◆ Exercise objective: Gather every line of the material below that contains the string "clay", and copy each such line in full. Case matters when matching.
==== The data ====
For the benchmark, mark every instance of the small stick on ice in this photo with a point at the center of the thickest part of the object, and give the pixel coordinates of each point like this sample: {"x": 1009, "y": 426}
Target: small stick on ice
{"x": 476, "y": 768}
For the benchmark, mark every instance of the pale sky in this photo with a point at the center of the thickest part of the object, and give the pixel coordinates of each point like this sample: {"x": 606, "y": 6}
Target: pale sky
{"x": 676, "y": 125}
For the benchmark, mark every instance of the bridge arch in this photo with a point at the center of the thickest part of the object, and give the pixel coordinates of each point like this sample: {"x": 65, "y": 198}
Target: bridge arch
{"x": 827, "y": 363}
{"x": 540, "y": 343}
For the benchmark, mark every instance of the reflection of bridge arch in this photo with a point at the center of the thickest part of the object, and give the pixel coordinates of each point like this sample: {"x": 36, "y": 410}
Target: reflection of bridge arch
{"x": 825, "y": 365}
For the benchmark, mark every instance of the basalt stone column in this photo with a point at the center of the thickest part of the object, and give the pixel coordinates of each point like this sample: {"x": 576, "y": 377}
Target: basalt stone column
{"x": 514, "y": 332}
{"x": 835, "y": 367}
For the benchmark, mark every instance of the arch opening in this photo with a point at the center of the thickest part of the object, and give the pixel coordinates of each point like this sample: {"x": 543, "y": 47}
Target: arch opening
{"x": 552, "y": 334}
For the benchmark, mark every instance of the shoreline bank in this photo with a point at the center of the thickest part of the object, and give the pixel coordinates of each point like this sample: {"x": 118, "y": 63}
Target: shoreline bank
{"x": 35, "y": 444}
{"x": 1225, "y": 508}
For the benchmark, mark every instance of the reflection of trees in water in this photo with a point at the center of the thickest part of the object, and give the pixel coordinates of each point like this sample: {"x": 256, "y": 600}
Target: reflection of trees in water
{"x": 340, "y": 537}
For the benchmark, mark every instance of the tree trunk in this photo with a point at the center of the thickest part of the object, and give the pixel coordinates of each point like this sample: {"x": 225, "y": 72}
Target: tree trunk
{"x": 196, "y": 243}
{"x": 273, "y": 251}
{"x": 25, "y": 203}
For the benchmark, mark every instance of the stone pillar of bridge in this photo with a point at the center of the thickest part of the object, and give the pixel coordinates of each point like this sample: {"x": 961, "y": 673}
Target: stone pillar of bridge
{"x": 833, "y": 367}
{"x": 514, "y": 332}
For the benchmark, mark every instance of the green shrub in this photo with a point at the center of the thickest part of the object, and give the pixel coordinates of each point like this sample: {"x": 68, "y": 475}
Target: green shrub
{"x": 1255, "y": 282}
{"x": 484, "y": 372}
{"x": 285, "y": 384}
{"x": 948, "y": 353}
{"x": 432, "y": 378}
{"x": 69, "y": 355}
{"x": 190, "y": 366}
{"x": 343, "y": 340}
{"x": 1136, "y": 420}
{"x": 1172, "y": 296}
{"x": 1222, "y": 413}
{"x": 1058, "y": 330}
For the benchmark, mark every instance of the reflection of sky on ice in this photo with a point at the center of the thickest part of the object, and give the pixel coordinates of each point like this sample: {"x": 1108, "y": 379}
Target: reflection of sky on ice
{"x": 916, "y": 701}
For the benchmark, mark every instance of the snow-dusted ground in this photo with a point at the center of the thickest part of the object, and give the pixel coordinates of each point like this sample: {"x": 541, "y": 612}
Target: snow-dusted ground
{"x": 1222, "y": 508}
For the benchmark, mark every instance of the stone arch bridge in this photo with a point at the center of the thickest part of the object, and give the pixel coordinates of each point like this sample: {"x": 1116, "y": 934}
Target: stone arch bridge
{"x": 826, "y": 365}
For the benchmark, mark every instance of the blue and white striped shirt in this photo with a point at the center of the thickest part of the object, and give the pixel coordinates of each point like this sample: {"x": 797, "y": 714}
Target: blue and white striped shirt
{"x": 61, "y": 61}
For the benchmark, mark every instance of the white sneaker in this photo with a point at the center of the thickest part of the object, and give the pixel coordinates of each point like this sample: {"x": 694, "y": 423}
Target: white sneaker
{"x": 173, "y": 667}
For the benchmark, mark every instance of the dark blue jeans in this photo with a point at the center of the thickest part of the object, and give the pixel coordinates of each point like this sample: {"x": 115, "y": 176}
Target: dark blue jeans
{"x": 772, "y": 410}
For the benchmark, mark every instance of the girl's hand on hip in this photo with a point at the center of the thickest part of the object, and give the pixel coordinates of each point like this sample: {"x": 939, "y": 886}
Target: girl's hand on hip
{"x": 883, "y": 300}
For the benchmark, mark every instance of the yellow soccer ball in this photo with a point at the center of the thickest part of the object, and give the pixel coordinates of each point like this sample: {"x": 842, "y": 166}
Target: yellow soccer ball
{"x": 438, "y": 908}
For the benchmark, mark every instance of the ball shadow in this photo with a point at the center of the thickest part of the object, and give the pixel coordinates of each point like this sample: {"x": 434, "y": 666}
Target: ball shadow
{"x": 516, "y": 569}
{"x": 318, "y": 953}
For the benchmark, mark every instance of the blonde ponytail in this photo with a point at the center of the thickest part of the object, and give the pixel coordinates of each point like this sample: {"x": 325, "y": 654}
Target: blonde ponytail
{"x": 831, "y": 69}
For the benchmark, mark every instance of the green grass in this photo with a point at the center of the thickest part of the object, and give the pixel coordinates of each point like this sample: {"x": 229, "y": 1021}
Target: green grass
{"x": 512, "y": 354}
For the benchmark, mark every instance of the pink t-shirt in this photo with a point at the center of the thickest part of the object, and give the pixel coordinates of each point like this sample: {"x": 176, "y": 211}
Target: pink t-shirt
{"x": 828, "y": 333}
====
==== The data ====
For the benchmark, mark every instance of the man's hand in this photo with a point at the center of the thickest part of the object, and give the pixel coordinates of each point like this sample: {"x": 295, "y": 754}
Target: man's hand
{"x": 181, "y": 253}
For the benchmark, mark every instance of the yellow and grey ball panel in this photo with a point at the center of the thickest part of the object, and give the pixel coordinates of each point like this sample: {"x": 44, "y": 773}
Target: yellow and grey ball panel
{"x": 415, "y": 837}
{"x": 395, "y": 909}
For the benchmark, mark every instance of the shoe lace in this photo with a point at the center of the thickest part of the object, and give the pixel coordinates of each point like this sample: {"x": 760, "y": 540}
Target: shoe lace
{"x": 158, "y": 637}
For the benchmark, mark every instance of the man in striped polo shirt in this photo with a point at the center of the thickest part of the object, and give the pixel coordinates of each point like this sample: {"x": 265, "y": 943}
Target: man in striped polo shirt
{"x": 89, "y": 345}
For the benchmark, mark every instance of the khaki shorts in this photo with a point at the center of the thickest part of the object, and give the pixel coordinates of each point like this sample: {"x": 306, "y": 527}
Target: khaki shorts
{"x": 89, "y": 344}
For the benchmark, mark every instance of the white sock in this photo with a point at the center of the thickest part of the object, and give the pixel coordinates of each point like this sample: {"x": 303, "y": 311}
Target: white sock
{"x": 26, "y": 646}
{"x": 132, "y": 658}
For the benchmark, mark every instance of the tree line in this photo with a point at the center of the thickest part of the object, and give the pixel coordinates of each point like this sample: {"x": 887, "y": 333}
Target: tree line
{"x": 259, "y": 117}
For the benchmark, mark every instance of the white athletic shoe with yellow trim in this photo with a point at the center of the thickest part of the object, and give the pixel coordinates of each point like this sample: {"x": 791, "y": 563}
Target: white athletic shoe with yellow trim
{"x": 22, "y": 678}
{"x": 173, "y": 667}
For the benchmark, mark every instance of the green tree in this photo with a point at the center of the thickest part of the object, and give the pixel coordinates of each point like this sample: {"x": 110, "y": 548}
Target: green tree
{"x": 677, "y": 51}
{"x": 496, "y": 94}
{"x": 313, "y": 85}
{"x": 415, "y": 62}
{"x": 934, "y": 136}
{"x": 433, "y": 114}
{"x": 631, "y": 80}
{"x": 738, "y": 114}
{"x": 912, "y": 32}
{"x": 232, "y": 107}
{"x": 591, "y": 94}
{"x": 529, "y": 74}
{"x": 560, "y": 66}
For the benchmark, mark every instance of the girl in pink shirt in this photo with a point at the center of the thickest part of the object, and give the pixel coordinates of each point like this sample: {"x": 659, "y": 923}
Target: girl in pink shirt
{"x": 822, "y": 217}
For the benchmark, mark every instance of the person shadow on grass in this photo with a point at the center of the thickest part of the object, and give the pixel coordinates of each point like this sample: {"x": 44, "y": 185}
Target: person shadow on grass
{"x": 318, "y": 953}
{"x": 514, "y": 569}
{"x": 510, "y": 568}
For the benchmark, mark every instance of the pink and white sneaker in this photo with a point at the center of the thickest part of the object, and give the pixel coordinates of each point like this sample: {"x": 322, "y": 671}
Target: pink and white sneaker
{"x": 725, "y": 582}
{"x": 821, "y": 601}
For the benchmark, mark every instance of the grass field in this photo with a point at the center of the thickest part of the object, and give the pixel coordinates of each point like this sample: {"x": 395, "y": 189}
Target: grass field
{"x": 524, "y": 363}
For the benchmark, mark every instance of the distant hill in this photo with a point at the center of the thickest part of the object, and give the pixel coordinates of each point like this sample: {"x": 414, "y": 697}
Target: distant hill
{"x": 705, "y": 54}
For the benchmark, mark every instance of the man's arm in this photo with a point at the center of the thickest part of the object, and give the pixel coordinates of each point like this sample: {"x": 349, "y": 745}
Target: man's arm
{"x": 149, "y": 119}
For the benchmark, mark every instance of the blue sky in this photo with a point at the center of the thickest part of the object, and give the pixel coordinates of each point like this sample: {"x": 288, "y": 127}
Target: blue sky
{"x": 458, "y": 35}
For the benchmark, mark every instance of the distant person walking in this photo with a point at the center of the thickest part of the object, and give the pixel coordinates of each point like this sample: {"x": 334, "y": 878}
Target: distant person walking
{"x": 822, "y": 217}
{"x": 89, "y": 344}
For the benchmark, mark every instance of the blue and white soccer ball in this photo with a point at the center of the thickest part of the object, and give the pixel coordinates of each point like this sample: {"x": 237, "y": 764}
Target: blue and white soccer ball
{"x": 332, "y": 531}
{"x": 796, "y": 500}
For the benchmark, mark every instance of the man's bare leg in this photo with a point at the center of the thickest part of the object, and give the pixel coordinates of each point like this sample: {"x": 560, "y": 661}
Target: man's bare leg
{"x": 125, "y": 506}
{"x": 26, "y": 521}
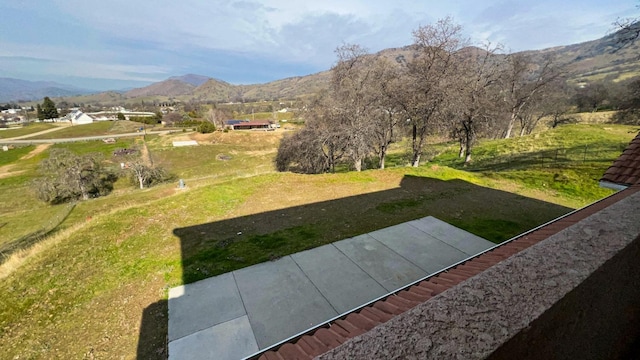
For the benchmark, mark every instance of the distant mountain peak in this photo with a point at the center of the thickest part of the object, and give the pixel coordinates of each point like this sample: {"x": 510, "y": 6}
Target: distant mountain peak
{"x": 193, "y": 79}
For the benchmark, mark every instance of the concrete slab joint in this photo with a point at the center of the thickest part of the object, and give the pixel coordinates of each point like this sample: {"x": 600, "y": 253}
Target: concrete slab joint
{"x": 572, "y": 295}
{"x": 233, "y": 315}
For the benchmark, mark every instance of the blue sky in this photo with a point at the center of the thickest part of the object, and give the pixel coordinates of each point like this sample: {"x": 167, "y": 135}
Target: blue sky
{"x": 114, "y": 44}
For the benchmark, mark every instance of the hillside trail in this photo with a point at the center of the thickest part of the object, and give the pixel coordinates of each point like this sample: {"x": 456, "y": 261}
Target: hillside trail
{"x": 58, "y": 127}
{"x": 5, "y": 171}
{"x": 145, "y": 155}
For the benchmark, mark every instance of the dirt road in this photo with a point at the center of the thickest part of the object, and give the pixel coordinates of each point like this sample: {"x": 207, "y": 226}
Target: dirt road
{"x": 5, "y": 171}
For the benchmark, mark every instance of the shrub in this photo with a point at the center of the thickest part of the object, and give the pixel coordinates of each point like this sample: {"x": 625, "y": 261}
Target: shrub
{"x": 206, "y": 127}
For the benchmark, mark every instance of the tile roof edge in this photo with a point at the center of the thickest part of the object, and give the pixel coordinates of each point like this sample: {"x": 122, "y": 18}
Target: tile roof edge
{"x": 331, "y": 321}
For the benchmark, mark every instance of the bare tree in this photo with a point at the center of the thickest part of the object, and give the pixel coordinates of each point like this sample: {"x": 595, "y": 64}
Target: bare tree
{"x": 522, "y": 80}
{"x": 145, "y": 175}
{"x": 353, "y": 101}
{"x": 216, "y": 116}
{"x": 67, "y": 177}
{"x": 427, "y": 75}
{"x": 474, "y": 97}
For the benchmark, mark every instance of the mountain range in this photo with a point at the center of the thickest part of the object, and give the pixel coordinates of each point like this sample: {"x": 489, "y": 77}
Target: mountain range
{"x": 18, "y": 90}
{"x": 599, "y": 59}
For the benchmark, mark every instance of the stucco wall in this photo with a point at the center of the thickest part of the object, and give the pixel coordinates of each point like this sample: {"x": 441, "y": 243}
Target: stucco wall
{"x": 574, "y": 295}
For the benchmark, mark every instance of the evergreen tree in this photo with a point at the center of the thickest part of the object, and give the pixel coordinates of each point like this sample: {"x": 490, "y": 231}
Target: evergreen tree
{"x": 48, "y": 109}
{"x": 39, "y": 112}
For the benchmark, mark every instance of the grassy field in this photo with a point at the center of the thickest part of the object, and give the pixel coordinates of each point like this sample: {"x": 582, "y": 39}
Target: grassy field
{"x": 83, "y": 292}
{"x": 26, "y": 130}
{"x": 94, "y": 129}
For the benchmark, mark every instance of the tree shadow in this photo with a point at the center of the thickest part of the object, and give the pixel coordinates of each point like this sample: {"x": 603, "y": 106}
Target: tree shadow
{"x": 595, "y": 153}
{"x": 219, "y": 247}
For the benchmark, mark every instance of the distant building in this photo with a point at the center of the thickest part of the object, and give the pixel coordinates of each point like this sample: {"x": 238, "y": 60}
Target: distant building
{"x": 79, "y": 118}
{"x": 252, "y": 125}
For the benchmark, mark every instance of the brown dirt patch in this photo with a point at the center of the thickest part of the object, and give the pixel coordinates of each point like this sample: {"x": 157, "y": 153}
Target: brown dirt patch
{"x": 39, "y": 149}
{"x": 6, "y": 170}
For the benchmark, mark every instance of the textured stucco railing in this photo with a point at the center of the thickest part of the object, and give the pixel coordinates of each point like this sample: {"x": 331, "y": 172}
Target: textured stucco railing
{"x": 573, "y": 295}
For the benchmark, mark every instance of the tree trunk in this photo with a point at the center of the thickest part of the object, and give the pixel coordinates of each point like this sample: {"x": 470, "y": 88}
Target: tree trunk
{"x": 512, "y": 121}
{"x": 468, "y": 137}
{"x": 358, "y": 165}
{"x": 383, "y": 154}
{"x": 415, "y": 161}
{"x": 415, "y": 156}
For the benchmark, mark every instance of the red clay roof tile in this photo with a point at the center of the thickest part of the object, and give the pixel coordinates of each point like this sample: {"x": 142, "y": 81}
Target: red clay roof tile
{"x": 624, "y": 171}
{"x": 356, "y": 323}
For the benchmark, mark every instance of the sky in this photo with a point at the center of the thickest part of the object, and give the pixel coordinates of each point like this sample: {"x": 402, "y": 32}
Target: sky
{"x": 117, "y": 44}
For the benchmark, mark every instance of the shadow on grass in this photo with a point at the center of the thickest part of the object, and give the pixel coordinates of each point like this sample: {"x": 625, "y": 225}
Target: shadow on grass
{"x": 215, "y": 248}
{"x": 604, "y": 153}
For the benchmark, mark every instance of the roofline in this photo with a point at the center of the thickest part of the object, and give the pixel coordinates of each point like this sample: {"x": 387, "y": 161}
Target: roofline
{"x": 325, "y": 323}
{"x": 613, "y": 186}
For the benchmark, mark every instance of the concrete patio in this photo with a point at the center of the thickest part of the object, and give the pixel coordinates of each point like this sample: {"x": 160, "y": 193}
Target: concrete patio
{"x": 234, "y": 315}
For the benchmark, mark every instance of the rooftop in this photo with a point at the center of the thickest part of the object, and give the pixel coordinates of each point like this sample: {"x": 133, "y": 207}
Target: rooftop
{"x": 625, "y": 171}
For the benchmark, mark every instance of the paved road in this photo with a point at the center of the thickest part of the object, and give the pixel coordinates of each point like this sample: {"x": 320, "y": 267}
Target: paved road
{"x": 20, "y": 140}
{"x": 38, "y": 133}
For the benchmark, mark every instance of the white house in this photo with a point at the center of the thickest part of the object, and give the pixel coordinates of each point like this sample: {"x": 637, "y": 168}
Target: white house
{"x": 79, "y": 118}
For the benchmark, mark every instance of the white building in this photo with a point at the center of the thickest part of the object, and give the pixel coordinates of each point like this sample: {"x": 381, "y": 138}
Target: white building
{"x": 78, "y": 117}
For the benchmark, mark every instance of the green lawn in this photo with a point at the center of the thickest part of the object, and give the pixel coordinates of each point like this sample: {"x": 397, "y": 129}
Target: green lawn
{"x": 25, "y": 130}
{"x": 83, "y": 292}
====
◆ Complete response:
For the benchmark, mark every instance of the red clay roof tile in this photo with a point at the center of the thickest part of the object, and give the pixel coordinates of each point like this sample: {"x": 142, "y": 81}
Target: red clay roof tile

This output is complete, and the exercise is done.